* EXTRACT PROVIDED

+-------+

FIG. 10 plots the LSB row distance against the imager clock frequencies for various imager sizes, including XGA, VGA, UXGA, SXGA, and CGA display resolution. Also included in the plot of FIG. 10 is a test imager size “32” which represents an imager with only 32 rows. Apparent from FIG. 10 is that there are a large number of combinations of imager frequencies and LSB row distances (i.e., anywhere along each of the respective line plots). It is preferable, however, to utilize lower frequency imagers since imaging hardware that runs at a lower frequency typically costs less to manufacture and requires less power. For instance, the low points for each of the plots in FIG. 10 would be optimum combinations for the system. (See e.g., points 340a, 342a, 344a, 346a, and 348a). While any point along the plot would be a workable combination, the lower frequency points lend the best application to systems manufactured in accordance with the present invention.

Referring to the embodiment of FIG. 11, the motion and temporal spacing of a set of virtual binary-weighted write pointers relative to the face of a display device is depicted. Such a sequence of the motion of write pointers on display may be used with any of the methods and devices describe above. The virtual write pointers present on the face of the display 400 are serviced by a physical write pointer. It should understood, of course, that this row-write scheme may also be used with a system having a plurality of physical write pointers. The row-spacing of the motion of the write pointers is proportional to the binary weightings of the gray-scale values associated with that write pointer. The choice of row-write and row velocity is described above. In this instance, wpn 410 is the last write pointer of the previous modulation sequence. The spacing between wpn 410 and wp0 412 establishes the size of one “least significant bit” or LSB. In this embodiment, the spacing between wp0 412 and wp1 414 is double the number of rows between wpn 410 and wp0 412, thus creating a value of two LSBs. In like manner the spacing between write pointers wp1 414 and wp2 416 is double that of the spacing between write pointers wp0 412 and wp1 414, or four LSBs. In the final examples, the spacing between wp3 418 and wp2 416 is eight LSBs. With this combination of write pointers, it is possible to represent gray scale values from 0 to 15. Note that in this non limiting example, the binary weight values are in ascending and monotonic order, since those depicted above represent later modulations and each write pointer interval is larger than all those below it. The sequence of the weightings is 2⁰, 2¹, 2², 2³, and can be extended to a number of additional weightings.

FIG. 12 presents another embodiment of a binary-weighted data sequence. In this figure, the write pointer spacing and sequence weightings corresponds to 2¹, 2², 2⁰, 2³. This sequence is equivalent to the sequence disclosed in FIG. 11 in terms of the number of gray scale levels support, but the difference in order may occasionally be important. The inventors have experimentally noted that placing the least significant bit 2⁰ between rows wp1 414 and wp2 416 immediately adjacent to a much higher order bit wp2 416 and wp3 418 can alleviate some difficulties in gray scale that may be related to the response time of the liquid crystal material. This configuration can be advantageous for handling LSB's. LSB's can be issue because the step response on a LCD may be much slower than the bit time. Accordingly, the LCD material has not finished rising before it is shut it off again. This rise time discrepancy may create an error in the gray level generated by the display. The previously described method may be used to add a small correction factor corresponding to an adjustment in the row spacing by one or more additional rows or such number of row or rows as desired to mitigate the error.

+-------+

* DATA ENTRIES

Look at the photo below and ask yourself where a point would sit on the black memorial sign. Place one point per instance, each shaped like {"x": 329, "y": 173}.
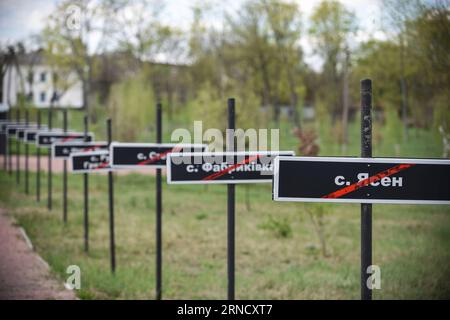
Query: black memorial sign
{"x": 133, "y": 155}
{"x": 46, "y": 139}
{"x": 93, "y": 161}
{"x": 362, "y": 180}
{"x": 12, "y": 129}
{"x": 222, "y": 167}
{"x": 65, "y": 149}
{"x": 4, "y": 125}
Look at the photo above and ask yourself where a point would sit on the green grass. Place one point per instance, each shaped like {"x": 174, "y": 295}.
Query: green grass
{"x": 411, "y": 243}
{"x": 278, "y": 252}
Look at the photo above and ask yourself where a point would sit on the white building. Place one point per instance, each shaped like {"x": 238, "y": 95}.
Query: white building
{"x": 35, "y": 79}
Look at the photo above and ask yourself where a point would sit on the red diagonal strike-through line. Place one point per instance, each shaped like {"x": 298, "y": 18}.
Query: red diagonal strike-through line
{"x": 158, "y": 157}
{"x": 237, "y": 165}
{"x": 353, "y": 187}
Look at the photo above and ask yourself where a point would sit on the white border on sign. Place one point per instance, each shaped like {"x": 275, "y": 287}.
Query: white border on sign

+-------+

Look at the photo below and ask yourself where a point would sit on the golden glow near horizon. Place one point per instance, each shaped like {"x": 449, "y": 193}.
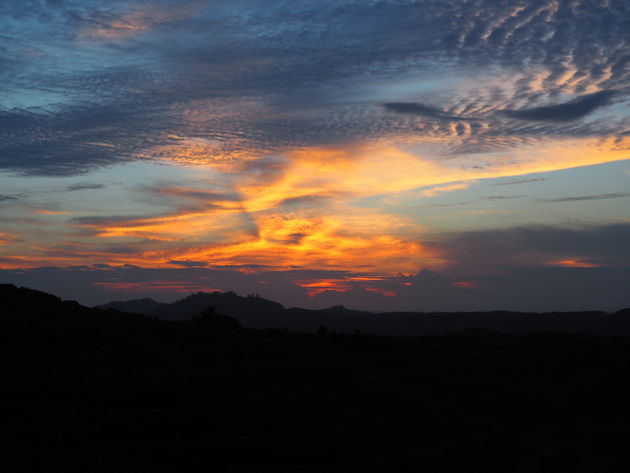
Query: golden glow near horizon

+-------+

* THE TASK
According to the excerpt on display write pointers, what range of gray scale values can the FIG. 11 combination of write pointers represent? Please answer in a few words. The data is separate material, unrelated to the excerpt on display write pointers.

* WRITTEN RESPONSE
Values from 0 to 15.